YOUR ASSIGNMENT:
For the entries presented below, indicate the number of lines that include the word "green", adding nothing else.

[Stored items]
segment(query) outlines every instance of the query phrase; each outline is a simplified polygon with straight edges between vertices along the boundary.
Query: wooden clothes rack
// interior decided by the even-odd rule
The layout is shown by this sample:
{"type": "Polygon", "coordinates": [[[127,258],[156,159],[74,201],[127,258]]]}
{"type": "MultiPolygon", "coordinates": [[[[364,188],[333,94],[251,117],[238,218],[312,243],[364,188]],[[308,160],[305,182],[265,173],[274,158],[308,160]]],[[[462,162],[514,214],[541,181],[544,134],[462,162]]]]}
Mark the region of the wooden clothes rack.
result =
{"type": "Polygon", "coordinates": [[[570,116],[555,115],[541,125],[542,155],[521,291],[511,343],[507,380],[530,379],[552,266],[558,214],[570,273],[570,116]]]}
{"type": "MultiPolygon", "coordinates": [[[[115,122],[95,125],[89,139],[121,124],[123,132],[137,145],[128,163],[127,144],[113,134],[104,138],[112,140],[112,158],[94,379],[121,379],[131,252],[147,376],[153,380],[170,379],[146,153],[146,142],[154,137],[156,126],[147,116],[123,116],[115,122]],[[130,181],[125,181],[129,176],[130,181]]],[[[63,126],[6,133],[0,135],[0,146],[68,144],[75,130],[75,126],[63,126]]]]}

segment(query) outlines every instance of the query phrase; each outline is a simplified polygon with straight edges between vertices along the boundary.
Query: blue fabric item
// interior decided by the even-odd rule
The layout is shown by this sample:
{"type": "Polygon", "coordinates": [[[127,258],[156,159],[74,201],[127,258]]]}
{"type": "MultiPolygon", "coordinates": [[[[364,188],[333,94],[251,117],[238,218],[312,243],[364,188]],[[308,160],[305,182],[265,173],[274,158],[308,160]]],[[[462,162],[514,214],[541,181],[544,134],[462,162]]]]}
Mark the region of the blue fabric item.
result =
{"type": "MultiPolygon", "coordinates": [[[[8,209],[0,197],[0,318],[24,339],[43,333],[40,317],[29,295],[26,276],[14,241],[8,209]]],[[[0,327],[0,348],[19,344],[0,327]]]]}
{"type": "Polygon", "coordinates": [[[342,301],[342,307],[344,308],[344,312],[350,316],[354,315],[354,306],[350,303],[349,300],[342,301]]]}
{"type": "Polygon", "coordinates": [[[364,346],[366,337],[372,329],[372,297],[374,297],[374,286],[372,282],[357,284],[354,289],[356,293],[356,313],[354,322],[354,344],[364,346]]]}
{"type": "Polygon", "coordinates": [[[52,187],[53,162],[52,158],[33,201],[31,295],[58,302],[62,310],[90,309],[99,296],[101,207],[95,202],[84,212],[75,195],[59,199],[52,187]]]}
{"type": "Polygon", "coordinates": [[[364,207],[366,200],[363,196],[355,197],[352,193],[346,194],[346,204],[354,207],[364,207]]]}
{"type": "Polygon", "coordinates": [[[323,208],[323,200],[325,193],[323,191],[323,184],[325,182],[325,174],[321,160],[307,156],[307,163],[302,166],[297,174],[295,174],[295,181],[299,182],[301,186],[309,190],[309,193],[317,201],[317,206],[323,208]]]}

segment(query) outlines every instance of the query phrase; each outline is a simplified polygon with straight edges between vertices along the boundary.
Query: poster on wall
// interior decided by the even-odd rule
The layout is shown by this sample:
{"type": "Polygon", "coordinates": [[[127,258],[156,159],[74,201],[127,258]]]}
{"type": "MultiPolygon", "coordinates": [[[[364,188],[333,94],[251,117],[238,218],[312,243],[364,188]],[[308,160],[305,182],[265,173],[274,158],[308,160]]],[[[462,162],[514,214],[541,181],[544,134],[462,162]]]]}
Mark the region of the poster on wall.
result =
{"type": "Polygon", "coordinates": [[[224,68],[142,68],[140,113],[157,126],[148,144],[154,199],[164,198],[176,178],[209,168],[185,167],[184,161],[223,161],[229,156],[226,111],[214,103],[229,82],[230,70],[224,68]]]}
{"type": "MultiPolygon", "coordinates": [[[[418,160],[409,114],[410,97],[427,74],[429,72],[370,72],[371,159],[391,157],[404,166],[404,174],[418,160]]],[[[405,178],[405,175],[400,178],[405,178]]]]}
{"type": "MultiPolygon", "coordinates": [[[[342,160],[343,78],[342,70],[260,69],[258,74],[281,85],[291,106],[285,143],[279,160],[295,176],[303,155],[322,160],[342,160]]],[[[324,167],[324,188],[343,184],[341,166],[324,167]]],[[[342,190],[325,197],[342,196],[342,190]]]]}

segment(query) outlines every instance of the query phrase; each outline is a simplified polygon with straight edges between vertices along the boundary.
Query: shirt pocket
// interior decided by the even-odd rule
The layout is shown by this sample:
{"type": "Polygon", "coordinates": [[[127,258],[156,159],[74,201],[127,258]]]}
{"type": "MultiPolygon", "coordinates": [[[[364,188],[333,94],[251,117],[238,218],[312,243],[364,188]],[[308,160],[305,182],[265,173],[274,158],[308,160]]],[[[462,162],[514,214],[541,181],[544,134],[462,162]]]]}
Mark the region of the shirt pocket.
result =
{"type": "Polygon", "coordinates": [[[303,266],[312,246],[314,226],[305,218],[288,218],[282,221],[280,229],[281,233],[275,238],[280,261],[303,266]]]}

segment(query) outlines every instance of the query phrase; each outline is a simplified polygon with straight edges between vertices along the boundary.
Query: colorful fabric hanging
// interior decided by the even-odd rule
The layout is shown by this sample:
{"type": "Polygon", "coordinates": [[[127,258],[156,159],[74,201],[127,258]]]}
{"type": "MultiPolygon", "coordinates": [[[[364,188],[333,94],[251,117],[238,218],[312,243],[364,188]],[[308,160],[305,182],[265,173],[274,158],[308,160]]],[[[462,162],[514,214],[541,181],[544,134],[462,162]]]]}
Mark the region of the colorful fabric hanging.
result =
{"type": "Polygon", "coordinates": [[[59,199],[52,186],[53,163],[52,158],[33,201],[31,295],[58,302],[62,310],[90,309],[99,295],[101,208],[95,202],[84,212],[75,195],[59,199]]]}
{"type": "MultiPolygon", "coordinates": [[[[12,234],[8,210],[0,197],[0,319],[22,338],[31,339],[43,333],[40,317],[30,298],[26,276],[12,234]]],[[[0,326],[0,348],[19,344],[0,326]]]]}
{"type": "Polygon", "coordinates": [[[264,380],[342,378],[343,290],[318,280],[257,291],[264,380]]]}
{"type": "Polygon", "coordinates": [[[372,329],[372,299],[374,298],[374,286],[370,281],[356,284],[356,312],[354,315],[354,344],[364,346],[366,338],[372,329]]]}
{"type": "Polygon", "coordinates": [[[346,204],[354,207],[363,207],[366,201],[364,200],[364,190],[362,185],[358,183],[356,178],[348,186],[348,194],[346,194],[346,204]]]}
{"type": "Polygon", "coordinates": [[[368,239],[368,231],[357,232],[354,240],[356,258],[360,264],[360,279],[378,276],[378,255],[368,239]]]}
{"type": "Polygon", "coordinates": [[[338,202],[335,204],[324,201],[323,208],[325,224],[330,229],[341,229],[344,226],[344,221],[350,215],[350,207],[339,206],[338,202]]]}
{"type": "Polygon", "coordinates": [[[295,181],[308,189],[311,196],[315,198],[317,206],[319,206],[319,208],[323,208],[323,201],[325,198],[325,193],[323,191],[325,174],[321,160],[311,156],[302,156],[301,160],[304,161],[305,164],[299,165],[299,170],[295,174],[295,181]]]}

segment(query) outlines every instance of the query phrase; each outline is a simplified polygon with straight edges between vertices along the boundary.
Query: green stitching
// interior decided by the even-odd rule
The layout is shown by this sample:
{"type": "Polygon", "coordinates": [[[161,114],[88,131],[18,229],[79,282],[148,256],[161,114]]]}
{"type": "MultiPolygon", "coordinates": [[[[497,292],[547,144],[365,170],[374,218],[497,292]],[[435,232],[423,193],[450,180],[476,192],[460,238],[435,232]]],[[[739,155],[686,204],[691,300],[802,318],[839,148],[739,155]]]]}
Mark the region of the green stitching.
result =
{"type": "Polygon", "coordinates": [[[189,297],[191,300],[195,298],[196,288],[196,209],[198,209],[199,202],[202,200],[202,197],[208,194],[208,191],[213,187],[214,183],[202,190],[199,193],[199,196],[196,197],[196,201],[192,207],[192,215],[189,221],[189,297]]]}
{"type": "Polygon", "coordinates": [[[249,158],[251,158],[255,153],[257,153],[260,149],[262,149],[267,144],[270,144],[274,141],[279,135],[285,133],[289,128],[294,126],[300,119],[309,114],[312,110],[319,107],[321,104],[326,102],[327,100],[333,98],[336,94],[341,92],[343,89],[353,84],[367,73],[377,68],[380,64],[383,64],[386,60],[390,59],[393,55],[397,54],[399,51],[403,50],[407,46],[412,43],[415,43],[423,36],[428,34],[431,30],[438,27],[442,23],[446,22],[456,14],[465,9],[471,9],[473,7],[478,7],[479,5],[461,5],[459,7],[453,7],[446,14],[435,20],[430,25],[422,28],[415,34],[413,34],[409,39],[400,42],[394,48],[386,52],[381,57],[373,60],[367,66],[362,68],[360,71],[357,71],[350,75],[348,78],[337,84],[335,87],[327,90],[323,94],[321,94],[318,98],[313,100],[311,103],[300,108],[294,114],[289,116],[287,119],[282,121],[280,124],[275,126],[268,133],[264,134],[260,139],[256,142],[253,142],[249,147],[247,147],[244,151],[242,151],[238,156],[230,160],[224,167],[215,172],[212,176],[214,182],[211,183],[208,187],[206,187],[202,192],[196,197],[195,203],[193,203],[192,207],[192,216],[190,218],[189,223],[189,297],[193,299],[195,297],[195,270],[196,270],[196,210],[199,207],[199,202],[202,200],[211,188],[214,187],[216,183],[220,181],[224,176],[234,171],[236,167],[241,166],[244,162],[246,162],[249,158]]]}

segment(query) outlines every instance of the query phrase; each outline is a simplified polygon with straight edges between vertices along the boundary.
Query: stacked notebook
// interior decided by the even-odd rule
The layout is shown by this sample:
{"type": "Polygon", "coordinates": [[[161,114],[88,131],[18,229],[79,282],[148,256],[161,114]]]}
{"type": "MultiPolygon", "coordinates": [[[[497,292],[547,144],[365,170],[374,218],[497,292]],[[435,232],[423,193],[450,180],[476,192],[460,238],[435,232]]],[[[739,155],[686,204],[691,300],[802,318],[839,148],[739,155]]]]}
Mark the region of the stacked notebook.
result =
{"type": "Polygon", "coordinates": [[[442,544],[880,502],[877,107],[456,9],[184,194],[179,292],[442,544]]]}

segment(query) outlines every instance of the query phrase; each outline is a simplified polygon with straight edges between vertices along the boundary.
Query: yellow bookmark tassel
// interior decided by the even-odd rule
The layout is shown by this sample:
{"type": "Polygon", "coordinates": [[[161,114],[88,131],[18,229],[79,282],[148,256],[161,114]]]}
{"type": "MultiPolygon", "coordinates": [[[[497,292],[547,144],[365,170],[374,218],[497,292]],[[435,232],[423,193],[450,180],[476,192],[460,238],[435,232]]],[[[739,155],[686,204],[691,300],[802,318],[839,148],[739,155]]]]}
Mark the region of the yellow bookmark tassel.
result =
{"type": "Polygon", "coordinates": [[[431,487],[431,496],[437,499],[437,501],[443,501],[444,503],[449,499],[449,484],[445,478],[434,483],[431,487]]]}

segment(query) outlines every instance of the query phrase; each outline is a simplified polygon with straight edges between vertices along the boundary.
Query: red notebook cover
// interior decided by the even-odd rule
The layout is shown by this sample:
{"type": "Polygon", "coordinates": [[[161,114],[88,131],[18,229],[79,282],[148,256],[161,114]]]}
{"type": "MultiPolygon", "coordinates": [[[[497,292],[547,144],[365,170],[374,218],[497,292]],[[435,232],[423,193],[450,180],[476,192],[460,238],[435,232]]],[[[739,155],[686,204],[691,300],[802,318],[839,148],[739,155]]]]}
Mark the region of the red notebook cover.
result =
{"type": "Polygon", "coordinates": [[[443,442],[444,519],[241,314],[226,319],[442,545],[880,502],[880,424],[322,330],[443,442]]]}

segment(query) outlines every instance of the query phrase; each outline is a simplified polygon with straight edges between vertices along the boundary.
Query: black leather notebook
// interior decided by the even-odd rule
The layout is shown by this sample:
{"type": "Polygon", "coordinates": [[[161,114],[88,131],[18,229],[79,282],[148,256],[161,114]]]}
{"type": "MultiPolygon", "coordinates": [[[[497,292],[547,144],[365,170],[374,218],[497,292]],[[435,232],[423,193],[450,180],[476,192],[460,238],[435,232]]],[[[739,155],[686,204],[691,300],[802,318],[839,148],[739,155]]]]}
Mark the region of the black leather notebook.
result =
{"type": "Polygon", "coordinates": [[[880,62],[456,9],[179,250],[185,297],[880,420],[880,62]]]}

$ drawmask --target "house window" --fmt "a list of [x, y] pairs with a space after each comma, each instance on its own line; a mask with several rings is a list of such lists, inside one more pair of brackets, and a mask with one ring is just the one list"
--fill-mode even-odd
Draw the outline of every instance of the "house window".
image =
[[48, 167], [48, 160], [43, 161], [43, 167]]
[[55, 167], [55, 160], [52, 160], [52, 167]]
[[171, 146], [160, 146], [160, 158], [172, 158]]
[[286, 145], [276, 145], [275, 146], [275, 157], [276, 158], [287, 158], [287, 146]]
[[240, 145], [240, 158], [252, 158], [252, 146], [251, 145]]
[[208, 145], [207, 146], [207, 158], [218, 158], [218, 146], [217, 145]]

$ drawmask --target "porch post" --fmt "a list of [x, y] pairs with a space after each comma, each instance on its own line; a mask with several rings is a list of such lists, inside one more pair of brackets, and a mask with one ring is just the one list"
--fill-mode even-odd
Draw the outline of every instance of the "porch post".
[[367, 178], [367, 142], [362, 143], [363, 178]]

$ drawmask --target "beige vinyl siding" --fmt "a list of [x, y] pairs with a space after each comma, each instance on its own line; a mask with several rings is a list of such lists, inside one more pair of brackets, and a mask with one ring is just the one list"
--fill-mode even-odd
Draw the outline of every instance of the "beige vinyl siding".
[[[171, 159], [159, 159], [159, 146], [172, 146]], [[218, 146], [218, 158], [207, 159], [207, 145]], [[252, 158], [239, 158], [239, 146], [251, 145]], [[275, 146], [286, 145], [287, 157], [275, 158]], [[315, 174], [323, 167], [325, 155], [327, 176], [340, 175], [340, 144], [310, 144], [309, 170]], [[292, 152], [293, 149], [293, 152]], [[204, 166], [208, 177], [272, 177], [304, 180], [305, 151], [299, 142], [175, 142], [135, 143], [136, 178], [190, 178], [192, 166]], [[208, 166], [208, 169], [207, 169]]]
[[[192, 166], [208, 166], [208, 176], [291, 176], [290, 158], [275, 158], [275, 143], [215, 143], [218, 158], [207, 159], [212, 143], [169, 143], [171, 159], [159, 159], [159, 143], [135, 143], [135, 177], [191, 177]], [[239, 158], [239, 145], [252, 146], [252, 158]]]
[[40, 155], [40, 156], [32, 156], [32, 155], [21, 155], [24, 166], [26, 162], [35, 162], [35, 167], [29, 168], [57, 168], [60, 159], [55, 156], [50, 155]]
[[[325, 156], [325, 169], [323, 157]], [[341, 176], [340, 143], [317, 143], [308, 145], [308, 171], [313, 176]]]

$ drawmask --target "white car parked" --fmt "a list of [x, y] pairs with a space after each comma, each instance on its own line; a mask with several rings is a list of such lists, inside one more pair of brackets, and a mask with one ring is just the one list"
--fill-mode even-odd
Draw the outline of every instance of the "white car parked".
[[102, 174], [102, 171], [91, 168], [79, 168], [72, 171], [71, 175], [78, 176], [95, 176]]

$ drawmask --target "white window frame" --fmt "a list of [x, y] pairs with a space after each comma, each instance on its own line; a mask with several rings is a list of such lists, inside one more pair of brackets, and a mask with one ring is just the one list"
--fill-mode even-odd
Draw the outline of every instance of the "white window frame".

SOLUTION TO THE PROBLEM:
2